Content starts
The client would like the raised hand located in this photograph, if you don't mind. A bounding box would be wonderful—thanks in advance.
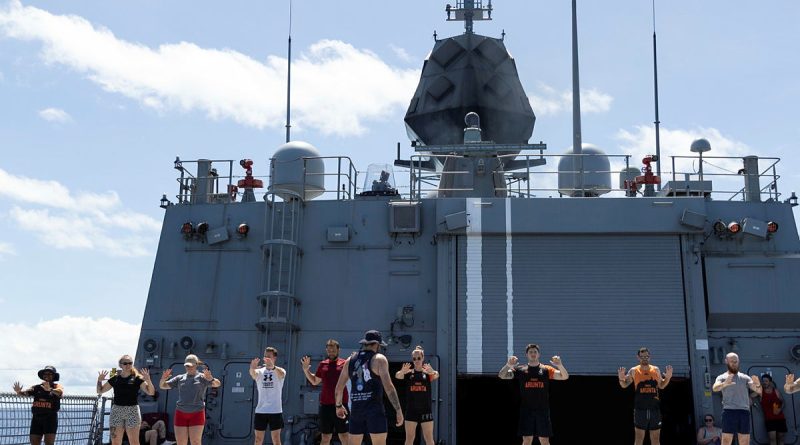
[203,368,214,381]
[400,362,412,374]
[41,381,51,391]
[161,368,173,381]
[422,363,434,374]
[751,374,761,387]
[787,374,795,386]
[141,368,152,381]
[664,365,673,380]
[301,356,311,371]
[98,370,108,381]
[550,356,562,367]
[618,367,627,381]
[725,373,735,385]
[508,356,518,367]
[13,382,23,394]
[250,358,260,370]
Content ends
> Exercise details: Give back the full listing exactly as written, only without its pictures.

> Exercise output:
The client would like the raised hand located in this photograph, if you don't mind. A bounding box would be wonderful—thanks in advance.
[203,368,214,381]
[400,362,412,374]
[41,381,51,391]
[161,368,173,381]
[422,363,434,374]
[751,374,761,387]
[787,374,795,386]
[141,368,152,381]
[664,365,673,380]
[301,356,311,371]
[98,370,108,381]
[550,356,562,367]
[618,367,627,381]
[725,373,735,385]
[508,356,518,367]
[13,382,23,394]
[250,358,260,370]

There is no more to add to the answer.